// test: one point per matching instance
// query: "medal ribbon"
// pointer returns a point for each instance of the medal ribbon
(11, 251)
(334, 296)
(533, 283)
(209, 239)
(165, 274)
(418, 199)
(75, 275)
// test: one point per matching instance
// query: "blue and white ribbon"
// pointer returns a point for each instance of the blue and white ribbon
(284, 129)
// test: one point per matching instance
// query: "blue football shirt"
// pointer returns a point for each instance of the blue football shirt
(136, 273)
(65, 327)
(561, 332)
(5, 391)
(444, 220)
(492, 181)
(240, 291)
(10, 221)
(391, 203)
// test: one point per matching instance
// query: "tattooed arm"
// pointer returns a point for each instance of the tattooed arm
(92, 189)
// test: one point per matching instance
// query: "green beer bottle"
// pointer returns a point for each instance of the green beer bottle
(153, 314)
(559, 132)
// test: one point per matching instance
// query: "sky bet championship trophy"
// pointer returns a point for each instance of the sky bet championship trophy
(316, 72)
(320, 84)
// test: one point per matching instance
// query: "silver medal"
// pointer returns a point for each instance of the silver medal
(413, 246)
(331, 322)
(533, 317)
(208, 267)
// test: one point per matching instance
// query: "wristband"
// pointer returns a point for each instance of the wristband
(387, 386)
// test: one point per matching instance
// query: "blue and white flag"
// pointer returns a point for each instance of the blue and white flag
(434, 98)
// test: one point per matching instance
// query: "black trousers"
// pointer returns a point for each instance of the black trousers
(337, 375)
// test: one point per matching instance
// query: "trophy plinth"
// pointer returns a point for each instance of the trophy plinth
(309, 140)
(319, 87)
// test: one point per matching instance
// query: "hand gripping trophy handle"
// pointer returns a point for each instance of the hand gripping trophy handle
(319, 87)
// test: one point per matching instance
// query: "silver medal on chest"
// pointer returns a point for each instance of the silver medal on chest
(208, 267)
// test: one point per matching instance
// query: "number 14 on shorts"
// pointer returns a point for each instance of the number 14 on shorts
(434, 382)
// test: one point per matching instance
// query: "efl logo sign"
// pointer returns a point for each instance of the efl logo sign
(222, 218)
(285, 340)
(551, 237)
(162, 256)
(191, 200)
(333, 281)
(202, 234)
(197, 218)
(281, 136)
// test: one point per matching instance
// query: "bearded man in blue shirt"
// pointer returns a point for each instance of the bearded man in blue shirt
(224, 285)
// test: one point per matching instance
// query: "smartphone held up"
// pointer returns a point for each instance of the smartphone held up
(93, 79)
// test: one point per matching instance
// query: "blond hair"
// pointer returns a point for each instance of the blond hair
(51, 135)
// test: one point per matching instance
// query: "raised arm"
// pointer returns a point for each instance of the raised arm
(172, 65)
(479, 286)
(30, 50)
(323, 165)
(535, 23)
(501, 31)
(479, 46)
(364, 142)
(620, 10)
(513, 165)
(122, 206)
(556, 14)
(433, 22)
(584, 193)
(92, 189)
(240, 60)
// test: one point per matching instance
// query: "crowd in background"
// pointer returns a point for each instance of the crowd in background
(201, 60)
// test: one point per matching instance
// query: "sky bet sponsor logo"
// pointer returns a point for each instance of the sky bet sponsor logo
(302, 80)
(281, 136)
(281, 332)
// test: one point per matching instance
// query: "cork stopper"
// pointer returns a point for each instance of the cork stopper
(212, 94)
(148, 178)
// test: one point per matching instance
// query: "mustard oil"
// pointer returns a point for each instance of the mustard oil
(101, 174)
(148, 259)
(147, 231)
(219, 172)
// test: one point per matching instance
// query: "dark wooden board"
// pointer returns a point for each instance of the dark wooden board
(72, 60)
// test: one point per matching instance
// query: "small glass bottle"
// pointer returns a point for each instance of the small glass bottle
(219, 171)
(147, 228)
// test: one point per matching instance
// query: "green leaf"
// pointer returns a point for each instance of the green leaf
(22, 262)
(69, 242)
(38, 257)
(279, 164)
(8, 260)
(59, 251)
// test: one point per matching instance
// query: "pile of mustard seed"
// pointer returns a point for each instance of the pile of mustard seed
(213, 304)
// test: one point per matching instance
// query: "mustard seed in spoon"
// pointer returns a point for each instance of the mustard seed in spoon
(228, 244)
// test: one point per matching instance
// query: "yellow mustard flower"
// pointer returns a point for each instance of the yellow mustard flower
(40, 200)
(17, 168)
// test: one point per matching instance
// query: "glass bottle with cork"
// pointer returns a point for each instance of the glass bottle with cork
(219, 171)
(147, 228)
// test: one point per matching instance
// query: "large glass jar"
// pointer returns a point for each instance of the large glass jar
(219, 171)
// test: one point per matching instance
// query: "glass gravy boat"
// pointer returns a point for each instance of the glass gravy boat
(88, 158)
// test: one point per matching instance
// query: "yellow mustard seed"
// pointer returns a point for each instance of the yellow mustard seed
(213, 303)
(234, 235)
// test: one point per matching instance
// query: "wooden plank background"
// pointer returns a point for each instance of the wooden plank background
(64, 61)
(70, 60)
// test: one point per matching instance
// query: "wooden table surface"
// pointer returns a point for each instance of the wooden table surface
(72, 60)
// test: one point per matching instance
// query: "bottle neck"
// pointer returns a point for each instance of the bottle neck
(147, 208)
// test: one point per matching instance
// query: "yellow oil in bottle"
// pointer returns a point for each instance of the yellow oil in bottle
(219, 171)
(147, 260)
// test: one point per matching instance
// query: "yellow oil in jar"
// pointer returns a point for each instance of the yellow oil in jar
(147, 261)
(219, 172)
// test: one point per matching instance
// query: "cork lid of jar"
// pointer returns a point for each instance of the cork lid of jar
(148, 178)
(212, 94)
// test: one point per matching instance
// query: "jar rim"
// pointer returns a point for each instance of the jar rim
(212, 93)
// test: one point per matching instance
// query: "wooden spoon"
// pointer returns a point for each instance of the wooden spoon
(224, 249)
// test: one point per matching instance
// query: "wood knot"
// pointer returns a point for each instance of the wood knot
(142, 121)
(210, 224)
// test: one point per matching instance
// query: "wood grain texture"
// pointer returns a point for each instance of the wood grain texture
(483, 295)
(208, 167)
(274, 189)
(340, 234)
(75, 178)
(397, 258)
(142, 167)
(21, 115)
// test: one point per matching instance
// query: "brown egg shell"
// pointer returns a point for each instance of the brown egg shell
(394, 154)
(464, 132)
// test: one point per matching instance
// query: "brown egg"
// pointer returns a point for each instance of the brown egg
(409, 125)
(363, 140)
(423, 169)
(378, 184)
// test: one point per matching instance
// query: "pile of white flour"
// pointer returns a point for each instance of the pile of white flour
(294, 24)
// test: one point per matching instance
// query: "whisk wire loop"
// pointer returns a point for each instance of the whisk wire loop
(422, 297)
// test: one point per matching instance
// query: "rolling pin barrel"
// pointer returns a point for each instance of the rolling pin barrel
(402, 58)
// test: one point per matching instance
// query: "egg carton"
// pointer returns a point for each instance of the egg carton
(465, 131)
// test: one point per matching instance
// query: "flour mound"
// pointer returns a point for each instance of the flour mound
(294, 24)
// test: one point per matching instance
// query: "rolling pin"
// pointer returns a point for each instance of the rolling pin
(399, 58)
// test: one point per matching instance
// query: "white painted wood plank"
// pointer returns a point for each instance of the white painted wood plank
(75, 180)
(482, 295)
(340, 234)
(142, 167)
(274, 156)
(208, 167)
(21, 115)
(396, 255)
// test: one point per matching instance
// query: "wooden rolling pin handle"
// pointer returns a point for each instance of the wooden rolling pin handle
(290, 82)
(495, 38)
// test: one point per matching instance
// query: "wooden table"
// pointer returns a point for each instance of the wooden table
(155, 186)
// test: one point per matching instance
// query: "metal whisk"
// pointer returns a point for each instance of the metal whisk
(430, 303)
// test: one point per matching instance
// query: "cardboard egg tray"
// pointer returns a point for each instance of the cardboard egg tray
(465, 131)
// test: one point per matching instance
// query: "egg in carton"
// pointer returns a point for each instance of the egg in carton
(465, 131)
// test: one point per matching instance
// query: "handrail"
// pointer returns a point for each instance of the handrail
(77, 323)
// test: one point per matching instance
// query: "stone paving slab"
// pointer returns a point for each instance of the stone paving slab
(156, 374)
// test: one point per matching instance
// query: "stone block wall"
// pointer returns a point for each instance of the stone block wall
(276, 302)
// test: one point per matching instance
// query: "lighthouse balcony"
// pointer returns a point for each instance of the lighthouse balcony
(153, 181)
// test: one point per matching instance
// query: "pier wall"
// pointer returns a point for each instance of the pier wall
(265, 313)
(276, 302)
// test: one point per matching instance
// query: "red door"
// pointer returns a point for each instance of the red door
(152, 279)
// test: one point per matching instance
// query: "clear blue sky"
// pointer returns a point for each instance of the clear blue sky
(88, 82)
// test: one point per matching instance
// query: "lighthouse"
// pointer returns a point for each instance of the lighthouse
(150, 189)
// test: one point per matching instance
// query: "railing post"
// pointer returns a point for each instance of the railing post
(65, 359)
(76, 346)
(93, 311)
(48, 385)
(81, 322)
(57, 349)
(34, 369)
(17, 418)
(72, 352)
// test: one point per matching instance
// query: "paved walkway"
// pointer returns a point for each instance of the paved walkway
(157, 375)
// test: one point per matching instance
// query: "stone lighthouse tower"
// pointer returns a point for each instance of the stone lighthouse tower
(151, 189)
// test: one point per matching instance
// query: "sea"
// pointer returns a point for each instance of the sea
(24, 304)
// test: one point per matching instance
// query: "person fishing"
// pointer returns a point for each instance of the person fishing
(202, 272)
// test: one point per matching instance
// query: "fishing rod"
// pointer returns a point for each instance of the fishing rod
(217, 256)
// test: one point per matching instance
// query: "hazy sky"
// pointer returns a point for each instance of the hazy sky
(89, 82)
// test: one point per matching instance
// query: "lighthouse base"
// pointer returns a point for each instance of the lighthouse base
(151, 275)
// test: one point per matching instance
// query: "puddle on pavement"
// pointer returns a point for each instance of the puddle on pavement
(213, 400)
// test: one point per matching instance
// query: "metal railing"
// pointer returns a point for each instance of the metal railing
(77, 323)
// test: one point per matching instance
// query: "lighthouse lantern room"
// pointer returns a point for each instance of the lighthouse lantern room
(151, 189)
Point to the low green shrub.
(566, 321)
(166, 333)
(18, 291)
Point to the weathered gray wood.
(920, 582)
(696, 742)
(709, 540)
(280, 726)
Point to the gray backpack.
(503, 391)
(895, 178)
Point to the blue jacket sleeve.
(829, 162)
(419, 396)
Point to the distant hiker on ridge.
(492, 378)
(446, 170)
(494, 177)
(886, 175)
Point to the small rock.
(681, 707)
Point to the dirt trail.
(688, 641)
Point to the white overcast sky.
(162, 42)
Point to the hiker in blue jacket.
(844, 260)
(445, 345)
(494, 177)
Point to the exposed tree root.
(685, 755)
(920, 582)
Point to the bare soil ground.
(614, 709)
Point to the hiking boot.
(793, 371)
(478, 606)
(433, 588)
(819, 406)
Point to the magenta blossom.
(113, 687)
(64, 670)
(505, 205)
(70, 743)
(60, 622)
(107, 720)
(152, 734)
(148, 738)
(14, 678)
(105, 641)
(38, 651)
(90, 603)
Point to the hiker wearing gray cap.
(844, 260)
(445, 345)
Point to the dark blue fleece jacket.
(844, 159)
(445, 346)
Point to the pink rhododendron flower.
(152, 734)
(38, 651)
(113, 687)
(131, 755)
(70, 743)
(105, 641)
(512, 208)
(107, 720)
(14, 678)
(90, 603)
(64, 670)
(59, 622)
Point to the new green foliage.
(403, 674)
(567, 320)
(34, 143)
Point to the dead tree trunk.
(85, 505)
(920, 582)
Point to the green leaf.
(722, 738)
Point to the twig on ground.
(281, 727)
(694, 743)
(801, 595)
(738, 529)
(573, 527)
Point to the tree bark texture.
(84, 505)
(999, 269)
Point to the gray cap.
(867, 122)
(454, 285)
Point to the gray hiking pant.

----

Exercise:
Beginning with the line containing "Point to the distant hiker on ridge." and ending with the last line of the listing above, return every line exactly and nothing else.

Result below:
Point to the distant hiker on ridge.
(492, 378)
(446, 170)
(494, 177)
(886, 175)
Point to the small rock.
(681, 707)
Point to the dirt trail.
(688, 641)
Point to the white overcast sky.
(162, 42)
Point to the hiker in blue jacket.
(844, 260)
(445, 345)
(494, 177)
Point to the exposed tree root.
(685, 755)
(920, 582)
Point to the bare soil ground.
(614, 709)
Point to the hiking boot.
(793, 371)
(478, 606)
(433, 588)
(819, 406)
Point to the magenta blossom.
(113, 687)
(64, 670)
(505, 205)
(70, 743)
(60, 622)
(107, 720)
(152, 734)
(148, 738)
(14, 678)
(105, 641)
(38, 651)
(90, 603)
Point to the hiker wearing gray cap.
(844, 260)
(445, 345)
Point to the dark blue fleece jacket.
(844, 159)
(445, 346)
Point to the pink rhododendron flower.
(152, 734)
(38, 651)
(113, 687)
(131, 755)
(70, 743)
(105, 641)
(512, 208)
(107, 720)
(14, 678)
(90, 603)
(64, 670)
(59, 622)
Point to the new green foliage.
(403, 674)
(567, 320)
(34, 143)
Point to the dead tree trunk.
(85, 505)
(920, 582)
Point to the green leaf.
(722, 738)
Point to the twig on ground.
(281, 727)
(694, 743)
(801, 595)
(738, 529)
(573, 527)
Point to the tree bark texture.
(84, 505)
(999, 269)
Point to the gray cap.
(867, 122)
(454, 285)
Point to the gray hiking pant.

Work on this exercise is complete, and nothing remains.